◆ What you need to do ◆
A - Reproduce the stretch of the public charge text from "Earlier this week, the" through "enter the U.S.", unchanged.
B - Answer from the public charge text:
(i) Which agency's definition of a "public charge" does it give?
(ii) Who confirmed this week that the concept of a public charge is being expanded?
(iii) What practice did the Administration first implement against undocumented communities?
C - Summarize the public charge text in two sentences.

◆ Page text ◆
First, the Trump Administration went after undocumented communities by implementing the practice of forced family separation. Now, the Administration is going after legal immigrants. Earlier this year, there was a trickle of speculation about the Trump Administration penalizing legal residents from using government benefits. The DHS Secretary confirmed this week that the Trump Administration is expanding the concept of a public charge by adding more inadmissibility determinations.
U.S. Citizenship and Immigration Services defines a “public charge” as an individual who is likely to become ‘primarily dependent on the government for subsistence, as demonstrated by either the receipt of public cash assistance for income maintenance or institutionalization for long-term care at government expense. Multiple factors, including financial resources, health, education, skills, family status, and age, are taken into account to determine whether an individual is considered a public charge.
Earlier this week, the Trump Administration revealed its proposal to expand the definition of a public charge. The proposal applies to anyone seeking to come to the US on various visas, as well as those who already live in the U.S. who are trying to become permanent legal residents or renewing their status. Consequently, many scenarios could happen. Immigrants who pay taxes and are considered legal residents may not be able to obtain a visa for their family member, ineligible to receive a green card for themselves, or face entry barriers if they try to enter the U.S.

◆ Available data ◆
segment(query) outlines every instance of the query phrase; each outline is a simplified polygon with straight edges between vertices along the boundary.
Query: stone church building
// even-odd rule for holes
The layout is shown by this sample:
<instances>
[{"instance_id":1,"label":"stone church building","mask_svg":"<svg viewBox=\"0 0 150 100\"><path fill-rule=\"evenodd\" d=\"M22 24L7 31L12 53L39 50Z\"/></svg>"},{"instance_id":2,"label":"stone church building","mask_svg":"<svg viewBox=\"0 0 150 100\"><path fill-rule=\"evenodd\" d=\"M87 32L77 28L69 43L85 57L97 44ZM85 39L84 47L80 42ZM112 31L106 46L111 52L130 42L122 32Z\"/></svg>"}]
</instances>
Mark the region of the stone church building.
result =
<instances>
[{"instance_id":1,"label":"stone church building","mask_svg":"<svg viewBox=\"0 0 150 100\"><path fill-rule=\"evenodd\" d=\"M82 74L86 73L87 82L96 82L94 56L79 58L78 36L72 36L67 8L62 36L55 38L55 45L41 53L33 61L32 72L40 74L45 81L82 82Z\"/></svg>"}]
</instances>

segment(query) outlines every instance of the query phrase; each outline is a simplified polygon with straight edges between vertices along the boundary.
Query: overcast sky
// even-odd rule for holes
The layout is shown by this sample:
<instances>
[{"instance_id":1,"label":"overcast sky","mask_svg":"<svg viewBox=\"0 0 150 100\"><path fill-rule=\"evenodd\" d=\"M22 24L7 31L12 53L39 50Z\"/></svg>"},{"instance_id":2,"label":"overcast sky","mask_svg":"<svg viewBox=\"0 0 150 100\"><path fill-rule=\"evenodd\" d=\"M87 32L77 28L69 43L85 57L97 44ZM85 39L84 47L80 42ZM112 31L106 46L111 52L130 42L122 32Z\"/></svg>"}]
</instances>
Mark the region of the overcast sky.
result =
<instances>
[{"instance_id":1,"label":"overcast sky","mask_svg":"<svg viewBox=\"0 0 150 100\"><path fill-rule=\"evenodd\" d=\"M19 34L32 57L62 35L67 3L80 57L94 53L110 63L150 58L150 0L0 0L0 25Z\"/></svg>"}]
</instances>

◆ Results by task ◆
A -
Earlier this week, the Trump Administration revealed its proposal to expand the definition of a public charge. The proposal applies to anyone seeking to come to the US on various visas, as well as those who already live in the U.S. who are trying to become permanent legal residents or renewing their status. Consequently, many scenarios could happen. Immigrants who pay taxes and are considered legal residents may not be able to obtain a visa for their family member, ineligible to receive a green card for themselves, or face entry barriers if they try to enter the U.S.

B -
(i) U.S. Citizenship and Immigration Services
(ii) The DHS Secretary
(iii) Forced family separation

C - After going after undocumented communities through forced family separation, the Trump Administration is now going after legal immigrants by proposing to expand the definition of a public charge, which U.S. Citizenship and Immigration Services defines as someone likely to become primarily dependent on the government for subsistence. The proposal applies to visa seekers and to those in the U.S. seeking permanent residency or renewing their status, so taxpaying legal residents may be unable to get visas for family members or green cards for themselves, or may face entry barriers.